> **Exercise details**
Below are the records. Restate word for word every line from the one that contains "light blue top" through the final line, both included.

> **Data provided**
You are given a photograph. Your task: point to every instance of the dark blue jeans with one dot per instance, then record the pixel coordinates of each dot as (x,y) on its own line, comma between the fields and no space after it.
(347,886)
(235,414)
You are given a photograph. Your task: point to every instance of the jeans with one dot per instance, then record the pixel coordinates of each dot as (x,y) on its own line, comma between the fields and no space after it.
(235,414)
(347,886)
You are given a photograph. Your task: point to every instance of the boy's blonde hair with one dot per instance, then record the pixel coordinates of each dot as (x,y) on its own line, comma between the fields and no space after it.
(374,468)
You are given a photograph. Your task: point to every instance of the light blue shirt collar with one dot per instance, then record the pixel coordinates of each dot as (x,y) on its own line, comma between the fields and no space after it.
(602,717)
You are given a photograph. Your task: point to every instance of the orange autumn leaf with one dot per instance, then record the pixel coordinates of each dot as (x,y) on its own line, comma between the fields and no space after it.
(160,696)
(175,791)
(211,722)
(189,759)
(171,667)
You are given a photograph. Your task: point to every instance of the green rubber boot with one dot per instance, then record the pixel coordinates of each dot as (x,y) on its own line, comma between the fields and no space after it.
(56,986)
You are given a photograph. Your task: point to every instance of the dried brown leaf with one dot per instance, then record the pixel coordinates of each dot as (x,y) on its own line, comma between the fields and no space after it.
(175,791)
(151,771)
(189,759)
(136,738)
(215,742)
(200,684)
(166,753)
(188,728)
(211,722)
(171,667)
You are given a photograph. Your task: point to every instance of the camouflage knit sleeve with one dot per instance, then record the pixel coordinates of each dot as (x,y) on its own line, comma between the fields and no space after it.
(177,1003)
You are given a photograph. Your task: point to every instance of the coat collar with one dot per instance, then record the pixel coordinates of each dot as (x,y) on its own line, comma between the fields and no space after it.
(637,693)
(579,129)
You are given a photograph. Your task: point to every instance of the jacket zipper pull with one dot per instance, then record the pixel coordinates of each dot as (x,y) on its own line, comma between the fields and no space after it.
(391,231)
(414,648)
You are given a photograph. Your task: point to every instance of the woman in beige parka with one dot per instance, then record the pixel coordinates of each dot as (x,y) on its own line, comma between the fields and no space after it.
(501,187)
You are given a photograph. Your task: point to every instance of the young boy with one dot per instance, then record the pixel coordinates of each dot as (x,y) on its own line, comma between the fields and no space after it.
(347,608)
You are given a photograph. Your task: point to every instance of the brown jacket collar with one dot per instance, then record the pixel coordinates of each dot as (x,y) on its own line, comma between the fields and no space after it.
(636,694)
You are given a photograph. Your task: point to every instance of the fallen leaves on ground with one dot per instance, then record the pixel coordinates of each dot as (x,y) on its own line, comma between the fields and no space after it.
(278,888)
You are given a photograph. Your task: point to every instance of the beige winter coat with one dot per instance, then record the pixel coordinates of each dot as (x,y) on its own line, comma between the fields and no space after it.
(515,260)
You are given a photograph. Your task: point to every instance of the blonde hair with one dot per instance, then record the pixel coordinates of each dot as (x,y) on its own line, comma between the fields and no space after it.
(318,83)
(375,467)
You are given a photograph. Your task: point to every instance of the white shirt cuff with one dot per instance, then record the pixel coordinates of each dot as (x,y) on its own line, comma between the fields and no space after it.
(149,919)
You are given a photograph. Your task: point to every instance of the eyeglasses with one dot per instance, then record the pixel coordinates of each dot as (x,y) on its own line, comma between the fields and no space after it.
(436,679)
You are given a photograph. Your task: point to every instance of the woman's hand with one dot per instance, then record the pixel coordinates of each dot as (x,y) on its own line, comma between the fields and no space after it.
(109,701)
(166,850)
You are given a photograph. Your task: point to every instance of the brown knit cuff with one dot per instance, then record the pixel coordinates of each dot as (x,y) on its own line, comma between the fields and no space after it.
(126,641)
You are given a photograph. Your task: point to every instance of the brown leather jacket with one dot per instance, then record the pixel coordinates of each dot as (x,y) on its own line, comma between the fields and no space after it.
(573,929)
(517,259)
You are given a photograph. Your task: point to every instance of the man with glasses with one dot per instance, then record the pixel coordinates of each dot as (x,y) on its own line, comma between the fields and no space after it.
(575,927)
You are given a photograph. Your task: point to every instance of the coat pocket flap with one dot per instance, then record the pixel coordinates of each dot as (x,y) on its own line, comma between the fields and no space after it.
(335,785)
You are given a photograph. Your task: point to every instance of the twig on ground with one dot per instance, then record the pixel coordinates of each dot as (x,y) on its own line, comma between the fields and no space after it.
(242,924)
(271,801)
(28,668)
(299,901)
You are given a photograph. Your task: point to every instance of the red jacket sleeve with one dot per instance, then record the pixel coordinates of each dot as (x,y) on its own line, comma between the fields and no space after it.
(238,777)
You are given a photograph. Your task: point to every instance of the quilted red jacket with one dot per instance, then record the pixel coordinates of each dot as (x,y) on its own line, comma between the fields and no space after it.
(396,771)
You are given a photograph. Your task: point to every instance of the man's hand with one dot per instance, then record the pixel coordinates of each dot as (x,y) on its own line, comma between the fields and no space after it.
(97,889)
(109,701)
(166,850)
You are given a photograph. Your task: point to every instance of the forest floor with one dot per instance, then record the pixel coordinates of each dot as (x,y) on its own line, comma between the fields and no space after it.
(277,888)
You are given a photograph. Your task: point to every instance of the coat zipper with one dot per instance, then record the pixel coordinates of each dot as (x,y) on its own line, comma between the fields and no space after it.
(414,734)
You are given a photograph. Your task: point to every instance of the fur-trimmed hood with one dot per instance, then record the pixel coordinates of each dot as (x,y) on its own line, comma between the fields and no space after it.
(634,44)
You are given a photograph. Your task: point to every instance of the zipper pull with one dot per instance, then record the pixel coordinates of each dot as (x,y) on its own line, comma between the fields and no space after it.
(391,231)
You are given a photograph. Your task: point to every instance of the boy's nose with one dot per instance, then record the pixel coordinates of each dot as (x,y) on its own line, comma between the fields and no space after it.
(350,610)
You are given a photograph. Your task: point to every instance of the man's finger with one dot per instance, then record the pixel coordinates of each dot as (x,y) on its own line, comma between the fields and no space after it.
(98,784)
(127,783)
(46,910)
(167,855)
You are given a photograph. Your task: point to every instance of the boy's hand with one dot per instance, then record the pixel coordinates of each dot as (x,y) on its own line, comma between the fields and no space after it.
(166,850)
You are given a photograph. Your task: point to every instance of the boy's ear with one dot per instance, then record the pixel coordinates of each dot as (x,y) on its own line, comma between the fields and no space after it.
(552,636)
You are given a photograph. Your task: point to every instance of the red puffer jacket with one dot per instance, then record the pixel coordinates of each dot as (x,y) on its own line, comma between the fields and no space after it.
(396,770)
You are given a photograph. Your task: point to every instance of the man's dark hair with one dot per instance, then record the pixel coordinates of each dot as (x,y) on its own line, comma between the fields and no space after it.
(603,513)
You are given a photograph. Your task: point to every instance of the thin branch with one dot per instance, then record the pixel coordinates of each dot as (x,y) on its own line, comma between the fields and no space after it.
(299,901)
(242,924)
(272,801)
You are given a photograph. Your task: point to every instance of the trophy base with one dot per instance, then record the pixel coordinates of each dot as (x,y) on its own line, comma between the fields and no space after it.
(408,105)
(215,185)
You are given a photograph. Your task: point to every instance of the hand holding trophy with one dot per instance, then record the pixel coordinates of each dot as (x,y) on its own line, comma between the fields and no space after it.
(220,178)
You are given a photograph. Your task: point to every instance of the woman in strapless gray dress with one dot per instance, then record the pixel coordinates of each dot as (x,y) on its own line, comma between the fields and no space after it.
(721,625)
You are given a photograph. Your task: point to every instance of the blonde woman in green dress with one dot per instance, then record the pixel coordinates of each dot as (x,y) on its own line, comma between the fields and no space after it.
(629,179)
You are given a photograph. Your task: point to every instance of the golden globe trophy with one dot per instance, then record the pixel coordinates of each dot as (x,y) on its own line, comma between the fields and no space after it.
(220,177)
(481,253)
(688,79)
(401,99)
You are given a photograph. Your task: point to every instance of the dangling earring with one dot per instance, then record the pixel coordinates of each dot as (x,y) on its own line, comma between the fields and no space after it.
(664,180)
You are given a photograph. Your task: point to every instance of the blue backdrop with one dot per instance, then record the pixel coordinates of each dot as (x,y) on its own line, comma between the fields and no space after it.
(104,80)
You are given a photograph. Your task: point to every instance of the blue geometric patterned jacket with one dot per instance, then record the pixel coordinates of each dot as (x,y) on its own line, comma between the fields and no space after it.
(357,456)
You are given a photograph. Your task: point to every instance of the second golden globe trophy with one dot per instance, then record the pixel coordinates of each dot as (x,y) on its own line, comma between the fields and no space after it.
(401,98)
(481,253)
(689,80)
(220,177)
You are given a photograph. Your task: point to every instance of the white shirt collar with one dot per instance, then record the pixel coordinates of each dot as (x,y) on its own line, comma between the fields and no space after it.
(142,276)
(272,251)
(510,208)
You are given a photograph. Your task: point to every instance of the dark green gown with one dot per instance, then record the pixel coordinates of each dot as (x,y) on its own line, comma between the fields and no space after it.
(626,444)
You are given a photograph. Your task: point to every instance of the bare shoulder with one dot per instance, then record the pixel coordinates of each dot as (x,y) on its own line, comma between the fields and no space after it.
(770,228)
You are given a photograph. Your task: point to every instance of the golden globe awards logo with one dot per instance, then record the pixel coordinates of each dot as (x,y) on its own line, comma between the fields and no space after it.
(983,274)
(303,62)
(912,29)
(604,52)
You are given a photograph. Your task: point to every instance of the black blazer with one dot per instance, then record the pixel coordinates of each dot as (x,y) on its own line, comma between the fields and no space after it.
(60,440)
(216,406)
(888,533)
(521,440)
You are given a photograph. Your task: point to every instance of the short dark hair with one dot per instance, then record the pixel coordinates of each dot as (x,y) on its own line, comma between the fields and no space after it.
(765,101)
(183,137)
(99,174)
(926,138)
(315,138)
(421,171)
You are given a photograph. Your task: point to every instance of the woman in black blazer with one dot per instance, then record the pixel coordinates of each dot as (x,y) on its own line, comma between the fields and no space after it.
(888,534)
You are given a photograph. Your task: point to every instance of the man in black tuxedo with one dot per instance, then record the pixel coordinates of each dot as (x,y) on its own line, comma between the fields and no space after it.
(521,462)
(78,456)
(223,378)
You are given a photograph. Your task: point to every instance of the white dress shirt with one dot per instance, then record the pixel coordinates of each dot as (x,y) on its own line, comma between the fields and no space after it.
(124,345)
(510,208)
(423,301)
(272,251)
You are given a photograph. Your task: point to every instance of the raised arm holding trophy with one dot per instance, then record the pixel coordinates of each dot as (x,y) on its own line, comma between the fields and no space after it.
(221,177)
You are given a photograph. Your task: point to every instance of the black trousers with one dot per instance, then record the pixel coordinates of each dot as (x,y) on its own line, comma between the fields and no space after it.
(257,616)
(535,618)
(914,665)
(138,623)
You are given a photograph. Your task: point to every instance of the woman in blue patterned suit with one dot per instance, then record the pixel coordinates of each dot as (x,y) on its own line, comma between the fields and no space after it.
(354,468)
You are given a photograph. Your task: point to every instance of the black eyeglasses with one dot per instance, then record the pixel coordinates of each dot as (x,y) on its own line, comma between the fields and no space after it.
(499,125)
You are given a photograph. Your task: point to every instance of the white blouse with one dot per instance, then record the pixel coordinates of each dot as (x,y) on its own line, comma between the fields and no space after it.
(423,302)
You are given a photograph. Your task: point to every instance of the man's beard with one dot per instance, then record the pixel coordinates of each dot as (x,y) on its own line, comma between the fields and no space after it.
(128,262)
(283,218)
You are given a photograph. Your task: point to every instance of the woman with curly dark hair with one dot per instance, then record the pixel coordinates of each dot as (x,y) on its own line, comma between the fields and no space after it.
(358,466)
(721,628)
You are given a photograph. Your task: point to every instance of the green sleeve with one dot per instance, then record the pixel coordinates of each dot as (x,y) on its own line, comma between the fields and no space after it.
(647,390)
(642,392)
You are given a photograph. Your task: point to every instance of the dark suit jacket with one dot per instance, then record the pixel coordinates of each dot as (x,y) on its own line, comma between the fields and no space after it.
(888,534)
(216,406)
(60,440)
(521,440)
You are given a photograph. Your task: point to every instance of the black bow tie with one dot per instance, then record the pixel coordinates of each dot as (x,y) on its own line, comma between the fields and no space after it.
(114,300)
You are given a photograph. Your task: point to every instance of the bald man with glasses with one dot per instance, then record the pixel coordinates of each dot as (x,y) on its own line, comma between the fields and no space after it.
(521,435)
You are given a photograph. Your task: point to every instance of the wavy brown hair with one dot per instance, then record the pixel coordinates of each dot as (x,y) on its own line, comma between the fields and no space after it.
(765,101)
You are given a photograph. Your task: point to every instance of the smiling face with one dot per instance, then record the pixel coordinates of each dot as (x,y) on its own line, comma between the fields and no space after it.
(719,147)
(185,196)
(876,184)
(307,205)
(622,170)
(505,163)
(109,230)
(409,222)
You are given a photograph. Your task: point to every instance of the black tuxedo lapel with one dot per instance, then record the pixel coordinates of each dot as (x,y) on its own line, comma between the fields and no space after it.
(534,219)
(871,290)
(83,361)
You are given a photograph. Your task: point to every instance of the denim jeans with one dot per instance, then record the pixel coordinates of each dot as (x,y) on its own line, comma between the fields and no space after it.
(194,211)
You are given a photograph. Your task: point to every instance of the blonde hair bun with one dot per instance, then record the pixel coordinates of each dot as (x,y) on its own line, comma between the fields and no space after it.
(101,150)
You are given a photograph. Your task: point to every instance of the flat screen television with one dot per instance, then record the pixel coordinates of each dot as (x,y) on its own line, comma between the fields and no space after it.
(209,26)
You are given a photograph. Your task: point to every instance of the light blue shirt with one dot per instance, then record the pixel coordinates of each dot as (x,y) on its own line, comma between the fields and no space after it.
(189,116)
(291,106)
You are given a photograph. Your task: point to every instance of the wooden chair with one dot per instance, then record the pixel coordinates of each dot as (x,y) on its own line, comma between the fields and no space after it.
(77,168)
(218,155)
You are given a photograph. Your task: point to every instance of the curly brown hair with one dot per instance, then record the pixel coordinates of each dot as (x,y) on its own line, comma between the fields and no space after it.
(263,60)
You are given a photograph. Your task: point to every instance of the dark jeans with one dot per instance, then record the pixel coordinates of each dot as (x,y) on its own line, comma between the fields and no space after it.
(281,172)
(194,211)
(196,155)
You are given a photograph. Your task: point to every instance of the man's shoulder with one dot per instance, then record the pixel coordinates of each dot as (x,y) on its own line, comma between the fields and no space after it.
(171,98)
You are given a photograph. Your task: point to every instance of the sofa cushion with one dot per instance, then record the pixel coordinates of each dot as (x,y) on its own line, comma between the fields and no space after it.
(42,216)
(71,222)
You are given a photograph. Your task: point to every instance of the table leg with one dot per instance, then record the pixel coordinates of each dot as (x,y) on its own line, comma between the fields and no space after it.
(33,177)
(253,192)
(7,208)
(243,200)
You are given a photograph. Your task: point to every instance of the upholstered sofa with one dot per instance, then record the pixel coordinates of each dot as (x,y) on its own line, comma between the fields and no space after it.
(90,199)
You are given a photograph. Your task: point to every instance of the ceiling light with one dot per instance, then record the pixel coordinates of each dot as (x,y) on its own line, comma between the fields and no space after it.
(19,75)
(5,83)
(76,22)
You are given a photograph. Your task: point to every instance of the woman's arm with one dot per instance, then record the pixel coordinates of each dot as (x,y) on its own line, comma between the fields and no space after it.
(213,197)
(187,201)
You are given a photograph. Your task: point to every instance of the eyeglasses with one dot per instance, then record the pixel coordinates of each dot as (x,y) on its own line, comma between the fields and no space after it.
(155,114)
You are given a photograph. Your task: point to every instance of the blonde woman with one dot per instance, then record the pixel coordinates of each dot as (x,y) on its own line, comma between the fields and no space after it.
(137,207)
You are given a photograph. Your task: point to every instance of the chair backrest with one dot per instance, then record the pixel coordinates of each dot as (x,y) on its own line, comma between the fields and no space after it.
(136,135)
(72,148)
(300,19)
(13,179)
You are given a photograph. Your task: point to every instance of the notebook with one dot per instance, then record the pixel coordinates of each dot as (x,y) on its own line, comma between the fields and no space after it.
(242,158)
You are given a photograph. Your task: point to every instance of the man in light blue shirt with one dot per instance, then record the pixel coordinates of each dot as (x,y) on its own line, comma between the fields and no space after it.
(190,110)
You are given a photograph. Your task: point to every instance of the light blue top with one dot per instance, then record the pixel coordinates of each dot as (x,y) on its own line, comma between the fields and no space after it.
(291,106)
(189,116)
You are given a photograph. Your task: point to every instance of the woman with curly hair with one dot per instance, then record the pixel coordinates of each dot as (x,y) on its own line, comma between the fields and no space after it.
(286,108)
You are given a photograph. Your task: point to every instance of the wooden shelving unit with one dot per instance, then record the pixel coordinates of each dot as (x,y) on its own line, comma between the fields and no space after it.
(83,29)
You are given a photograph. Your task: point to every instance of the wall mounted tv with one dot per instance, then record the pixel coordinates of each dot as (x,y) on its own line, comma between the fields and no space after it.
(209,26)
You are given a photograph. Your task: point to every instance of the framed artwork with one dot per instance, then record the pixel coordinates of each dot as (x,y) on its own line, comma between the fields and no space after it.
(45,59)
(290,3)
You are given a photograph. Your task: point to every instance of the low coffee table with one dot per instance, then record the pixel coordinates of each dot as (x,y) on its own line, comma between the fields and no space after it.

> **Result**
You are given a photograph. Your task: point to every instance of the light blue top with one dot per instance, then record the pixel coordinates of each dot as (x,y) on its own line, comma between the fields and no space after it.
(291,106)
(189,116)
You are given a photograph. Your task: point to every instance of the woman with curly hair with one dot per instance, then record the pixel coordinates of each dot as (x,y) on its own line, comma between the fields and no space after it.
(286,108)
You are given a photograph. Your task: point to every instance of the wooden shelving unit with one dot per instance, then record the pixel coordinates of each dot as (x,y) on its own line, comma between the fields and no space after it.
(83,29)
You are given a photograph. Your task: point to every instance of the wall mounted tv with one dot per instance, then record the pixel coordinates of each dot as (x,y) on its own line, comma between the fields and no space after it.
(209,26)
You are given a photograph. Your task: point to every instance of the framed artwork with one dot per instance, then record the pixel coordinates of each dot as (x,y) on its own line, comma between the fields and no space after it.
(45,59)
(290,3)
You are given a photograph. Your task: point to every instance of the low coffee table with one dot per instance, then record the pixel coordinates of each dot as (x,y) on its own line, comma between the fields and no space after it.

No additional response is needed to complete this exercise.